◆ **What you have to do**: Transcribe all of the material exactly. Any picture in it should be left out.

◆ **Provided records**:
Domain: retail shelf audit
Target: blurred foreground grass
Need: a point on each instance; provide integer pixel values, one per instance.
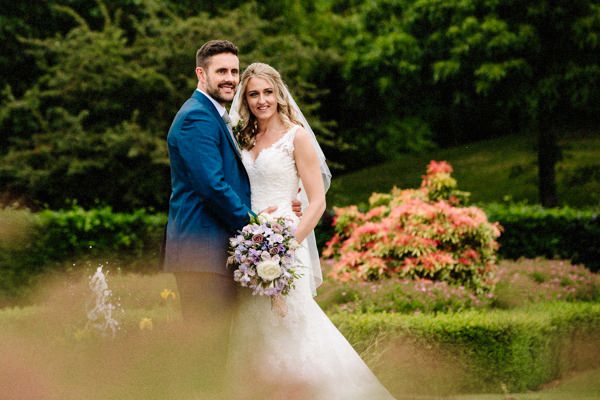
(44, 356)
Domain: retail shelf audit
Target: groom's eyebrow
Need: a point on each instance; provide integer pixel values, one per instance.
(233, 70)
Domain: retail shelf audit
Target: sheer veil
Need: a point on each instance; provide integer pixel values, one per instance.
(315, 267)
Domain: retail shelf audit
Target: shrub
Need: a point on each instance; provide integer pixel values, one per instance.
(31, 244)
(422, 233)
(561, 233)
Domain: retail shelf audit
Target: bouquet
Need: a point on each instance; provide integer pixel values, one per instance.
(262, 255)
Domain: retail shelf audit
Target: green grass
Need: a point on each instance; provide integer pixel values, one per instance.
(40, 344)
(490, 170)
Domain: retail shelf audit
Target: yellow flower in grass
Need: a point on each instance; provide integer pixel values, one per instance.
(146, 324)
(166, 294)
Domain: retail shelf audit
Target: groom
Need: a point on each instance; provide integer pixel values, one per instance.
(210, 197)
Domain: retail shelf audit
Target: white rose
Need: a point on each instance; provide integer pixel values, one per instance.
(262, 218)
(268, 270)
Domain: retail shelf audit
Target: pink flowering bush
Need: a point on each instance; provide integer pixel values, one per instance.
(416, 233)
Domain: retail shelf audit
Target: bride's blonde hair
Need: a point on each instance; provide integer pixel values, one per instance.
(249, 128)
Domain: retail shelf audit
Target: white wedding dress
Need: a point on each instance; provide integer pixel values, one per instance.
(301, 355)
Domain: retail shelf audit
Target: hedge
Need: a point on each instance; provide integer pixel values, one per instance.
(31, 244)
(482, 350)
(562, 233)
(47, 240)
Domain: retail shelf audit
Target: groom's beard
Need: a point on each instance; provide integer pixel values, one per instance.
(215, 92)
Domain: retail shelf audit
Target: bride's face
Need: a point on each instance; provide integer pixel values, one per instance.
(261, 98)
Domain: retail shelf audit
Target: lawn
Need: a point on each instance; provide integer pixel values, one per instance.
(47, 354)
(492, 170)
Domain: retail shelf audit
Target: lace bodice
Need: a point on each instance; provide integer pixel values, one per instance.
(273, 175)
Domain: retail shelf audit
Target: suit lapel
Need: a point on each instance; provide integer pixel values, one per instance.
(207, 103)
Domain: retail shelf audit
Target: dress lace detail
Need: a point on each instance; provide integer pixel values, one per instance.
(303, 350)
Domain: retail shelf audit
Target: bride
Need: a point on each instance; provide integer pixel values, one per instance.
(300, 355)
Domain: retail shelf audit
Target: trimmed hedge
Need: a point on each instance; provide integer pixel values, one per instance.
(46, 240)
(521, 349)
(533, 231)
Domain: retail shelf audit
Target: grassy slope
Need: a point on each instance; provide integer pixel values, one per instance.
(490, 170)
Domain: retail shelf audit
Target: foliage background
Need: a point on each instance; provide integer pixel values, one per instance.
(89, 88)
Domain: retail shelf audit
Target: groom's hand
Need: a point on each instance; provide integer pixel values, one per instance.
(297, 208)
(268, 210)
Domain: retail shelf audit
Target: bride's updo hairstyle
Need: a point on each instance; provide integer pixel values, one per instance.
(249, 128)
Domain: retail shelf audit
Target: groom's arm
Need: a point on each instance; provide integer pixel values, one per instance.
(198, 145)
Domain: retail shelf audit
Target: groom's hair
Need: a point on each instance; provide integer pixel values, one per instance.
(212, 48)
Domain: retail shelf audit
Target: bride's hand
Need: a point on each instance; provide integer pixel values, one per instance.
(268, 210)
(297, 208)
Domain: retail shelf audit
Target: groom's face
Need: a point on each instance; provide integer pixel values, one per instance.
(220, 77)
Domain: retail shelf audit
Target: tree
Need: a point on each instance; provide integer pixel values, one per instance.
(536, 62)
(92, 127)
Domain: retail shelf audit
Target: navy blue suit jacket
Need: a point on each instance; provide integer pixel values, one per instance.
(210, 190)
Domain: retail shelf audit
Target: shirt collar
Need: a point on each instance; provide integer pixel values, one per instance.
(220, 109)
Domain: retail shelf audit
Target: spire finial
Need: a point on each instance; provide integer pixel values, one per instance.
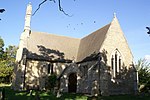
(114, 15)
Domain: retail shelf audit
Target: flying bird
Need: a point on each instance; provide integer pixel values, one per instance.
(2, 10)
(148, 30)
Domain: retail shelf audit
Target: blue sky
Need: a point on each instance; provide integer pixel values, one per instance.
(88, 16)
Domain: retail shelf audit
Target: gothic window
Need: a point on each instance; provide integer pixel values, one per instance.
(112, 62)
(85, 70)
(116, 62)
(119, 62)
(50, 69)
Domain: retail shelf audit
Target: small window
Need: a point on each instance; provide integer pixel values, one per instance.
(119, 63)
(112, 62)
(116, 63)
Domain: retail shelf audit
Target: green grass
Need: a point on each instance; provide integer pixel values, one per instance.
(14, 95)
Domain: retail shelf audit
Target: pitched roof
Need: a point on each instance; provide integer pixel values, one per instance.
(92, 43)
(46, 46)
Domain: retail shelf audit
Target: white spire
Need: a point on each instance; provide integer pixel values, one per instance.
(114, 15)
(28, 17)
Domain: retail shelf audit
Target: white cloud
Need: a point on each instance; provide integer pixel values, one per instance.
(147, 57)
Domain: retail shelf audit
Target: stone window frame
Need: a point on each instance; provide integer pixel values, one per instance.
(116, 63)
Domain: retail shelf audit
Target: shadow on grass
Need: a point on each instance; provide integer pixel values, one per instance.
(23, 95)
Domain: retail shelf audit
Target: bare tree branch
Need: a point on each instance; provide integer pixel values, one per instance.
(59, 5)
(39, 7)
(61, 9)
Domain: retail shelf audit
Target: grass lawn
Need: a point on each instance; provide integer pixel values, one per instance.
(13, 95)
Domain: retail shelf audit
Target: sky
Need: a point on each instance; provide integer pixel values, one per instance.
(87, 16)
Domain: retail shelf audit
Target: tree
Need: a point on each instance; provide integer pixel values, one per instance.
(1, 11)
(59, 6)
(143, 68)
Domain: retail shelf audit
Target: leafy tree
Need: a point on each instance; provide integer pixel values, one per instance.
(54, 1)
(143, 68)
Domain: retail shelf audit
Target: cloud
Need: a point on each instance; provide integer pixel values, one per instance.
(147, 57)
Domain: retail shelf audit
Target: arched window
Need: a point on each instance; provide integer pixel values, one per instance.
(116, 63)
(50, 69)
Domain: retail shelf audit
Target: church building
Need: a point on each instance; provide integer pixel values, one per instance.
(101, 63)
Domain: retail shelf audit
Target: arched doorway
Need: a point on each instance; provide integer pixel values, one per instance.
(72, 83)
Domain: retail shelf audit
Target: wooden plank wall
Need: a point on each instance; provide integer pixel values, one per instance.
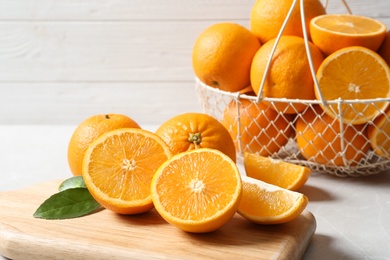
(62, 61)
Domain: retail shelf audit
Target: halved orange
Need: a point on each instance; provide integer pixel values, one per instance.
(332, 32)
(118, 168)
(277, 172)
(198, 190)
(264, 203)
(354, 73)
(379, 135)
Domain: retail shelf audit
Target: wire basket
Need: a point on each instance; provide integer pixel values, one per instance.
(276, 136)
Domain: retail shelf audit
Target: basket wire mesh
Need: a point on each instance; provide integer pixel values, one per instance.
(214, 102)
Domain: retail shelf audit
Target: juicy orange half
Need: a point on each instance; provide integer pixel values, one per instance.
(332, 32)
(277, 172)
(118, 168)
(354, 73)
(197, 191)
(265, 203)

◆ **Full answer**:
Domain: retail shelf audit
Target: blurred foreground grass
Need: a point on each instance; provide integer pixel values, one per instance.
(44, 356)
Domain: retail shelf audit
Target: groom's eyebrow
Need: a point on each instance; provide integer pixel values, one per instance.
(233, 70)
Domain: retail shelf audit
Target: sheer veil
Need: a point on each instance; provide integer pixel values, one per instance.
(315, 267)
Domain: retail shelf audit
Target: shrub
Need: a point on each instance; provide integer pixel values, one per instance.
(31, 244)
(422, 233)
(561, 233)
Domain: retail shelf audit
Target: bouquet
Need: a point on each instance; provide integer pixel values, one per instance.
(262, 255)
Domain: retail shelf audit
Target: green grass
Need: a point on each instance; provide integer pixel values, one per instance.
(40, 344)
(490, 170)
Domain: retail shelf audit
Target: yellow flower in grass
Need: a point on each instance; provide integer pixel values, one per instance.
(146, 324)
(166, 294)
Domain: retail shelf audit
Target: groom
Need: a point on each instance; provide integer pixel values, one per instance.
(210, 197)
Domain: retail shelf audit
Target: white rose
Need: a point on each instance; provide integer pixel values, one per instance.
(262, 218)
(268, 270)
Domain: retail shelf audit
Target: pink flowering bush
Need: a point on each instance; provide integer pixel values, one per instance.
(416, 233)
Domain: retail shelf audit
Target: bride's blonde hair
Need: a point on each instance; provide integer pixel values, one per instance.
(249, 128)
Domain: retail shelf audit
Target: white wedding dress
Need: a point on each instance; provide integer pixel values, one per instance.
(301, 355)
Domain: retail shelf audit
Target: hedge
Need: a point on each instance; provide integer pixel values, one per instance.
(31, 244)
(482, 350)
(562, 233)
(47, 240)
Domain: retail shelf audit
Target: groom's beard
Need: a point on each instance; provide integer pixel values, one per instance.
(215, 92)
Domain: retail shelf audit
Target: bride's face
Need: a point on each instance; provide integer pixel values, one per instance.
(261, 98)
Domain: retail shelf audit
Target: lawn
Need: a point on each instance; provide integer pixel values, one per instance.
(47, 354)
(492, 170)
Domain: retail shelf audit
Target: lace bodice
Need: a point on each instance; provide integer pixel values, one per instance.
(273, 175)
Domain: retail shelf audit
Target: suit lapel
Need: a point on each instance; provide integer pixel values, one per instance.
(207, 103)
Domain: retail shelf audit
Target: dress lace detail
Need: a point on each instance; provide integer pixel values, one per instance.
(303, 350)
Domain: retail shelf audit
Target: bride
Need: a point on each instance; provide integer pixel values, one per instance.
(300, 355)
Domain: retail shelf audit
Target: trimmed hedge
Need: a point on each instance; provide integer pixel values, one per instance.
(46, 240)
(521, 349)
(533, 231)
Domain: retail shelf audit
Target: grassy slope
Need: a point on each instance; provide integer pixel values, one per instance.
(490, 170)
Domain: retail shelf audit
Target: foliage background
Need: a point on each instance; provide integer pixel values, one per instance.
(89, 88)
Domain: retail shelf audit
Target: groom's hand
Need: a point on each instance; provide integer pixel values, one per instance.
(297, 208)
(268, 210)
Domain: retail shelf audit
Target: bride's updo hairstyle
Need: a point on each instance; provide integer pixel values, one per instance.
(249, 128)
Domain: retail shelf audit
Target: groom's arm
Need: a point on each instance; provide integer pixel values, one per instance.
(198, 145)
Domain: retail shelf audit
Target: groom's hair
Need: a point on each instance; provide integer pixel values, one per instance.
(212, 48)
Domain: retail shelf audit
Target: bride's hand
Need: a point on each instance; provide integer pixel values, one per instance.
(268, 210)
(297, 208)
Domain: retail shelf audit
Target: groom's face
Need: a point on each instance; provide integer pixel values, one per instance.
(220, 77)
Domain: retail shelf audit
Target: tree
Need: a point on each instance; provide integer pixel values, one per instance.
(536, 62)
(92, 127)
Domain: retail shelf audit
Target: navy blue suit jacket
Need: a point on each instance; provide integer pixel values, one per instance.
(210, 190)
Domain: retail shelf audit
Target: shirt collar
Need: a point on each instance; provide integer pixel values, one per instance.
(220, 109)
Domain: retail shelf audit
Target: spire finial
Need: a point on each instance; provide integer pixel values, one per instance.
(114, 15)
Domain: retail shelf audit
Target: flying bird
Need: a point on each instance; provide integer pixel values, one per instance.
(2, 10)
(148, 30)
Domain: retail shelf audit
Target: blue sky
Need: a point on each instance; provide integer pixel values, one per instance.
(88, 16)
Domain: retail shelf audit
Target: gothic window
Need: a point on each instance; provide integer pixel values, one per instance.
(112, 62)
(85, 70)
(116, 62)
(119, 62)
(50, 69)
Domain: retail shelf audit
Target: small window
Need: a point on each instance; provide integer pixel values, one per instance.
(119, 63)
(112, 62)
(116, 63)
Domain: retail shelf audit
Target: green grass
Need: a point on each instance; provide integer pixel values, one per instance.
(14, 95)
Domain: retail shelf audit
Target: pitched roof
Need: a point on each instance; provide integer pixel values, one per instance.
(92, 43)
(46, 46)
Domain: retail shelf audit
Target: white spire
Need: a point on each instance; provide integer pixel values, one per instance.
(114, 15)
(28, 17)
Domain: retail shelf audit
Target: white cloud
Need: a point on each instance; provide integer pixel values, one per instance.
(147, 57)
Domain: retail shelf audit
Target: stone window frame
Need: a point on each instance; provide integer pixel values, one per instance.
(116, 63)
Domain: retail shelf audit
Target: shadow on grass
Need: a point on each instance; provide integer pixel values, one per instance.
(23, 95)
Domain: retail shelf audit
Target: bare tree branch
Need: a point on each instance; provide integer pixel values, one per instance.
(59, 5)
(39, 7)
(61, 9)
Domain: retail shelf audit
Target: grass lawn
Need: a point on each instance; provide integer pixel values, one per instance.
(13, 95)
Domain: retail shelf audit
Target: sky
Need: a point on each instance; provide integer pixel values, one per instance.
(87, 16)
Domain: retail shelf audit
Target: tree
Need: a point on each instance; provide integer pixel values, one per instance.
(1, 11)
(59, 6)
(143, 68)
Domain: retail shelf audit
Target: leafy tree
Need: a point on each instance; provide integer pixel values, one per instance.
(54, 1)
(143, 68)
Domain: retail shelf audit
Target: cloud
Need: a point on each instance; provide integer pixel values, one per instance.
(147, 57)
Domain: retail shelf audit
Target: arched window
Need: a point on each instance; provide integer pixel values, one per instance.
(116, 63)
(50, 69)
Domain: retail shelf audit
Target: church building
Need: a point on each instance; provide integer pixel values, one per instance.
(101, 63)
Domain: retail shelf audit
Target: arched doorway
Need: a point on each instance; provide integer pixel values, one per instance.
(72, 83)
Domain: retail shelf audit
Target: wooden plank wall
Need: a point on each instance; provide integer pixel values, one per instance.
(62, 61)
Domain: retail shelf audit
Target: halved orange
Need: a point on each instance; provide integer pixel values, one per instance.
(332, 32)
(118, 168)
(277, 172)
(198, 190)
(264, 203)
(354, 73)
(379, 135)
Domain: retail shelf audit
Target: wire basket
Need: a point on each instance; provide integer pixel values, one per instance.
(276, 136)
Domain: retail shelf audit
Target: basket wire mesh
Need: a point on each instance; provide integer pixel values, one per instance.
(214, 102)
Domain: retail shelf audit
Target: juicy orange half
Need: a point on each instance; provide integer pixel values, one per instance.
(332, 32)
(277, 172)
(118, 168)
(354, 73)
(197, 191)
(265, 203)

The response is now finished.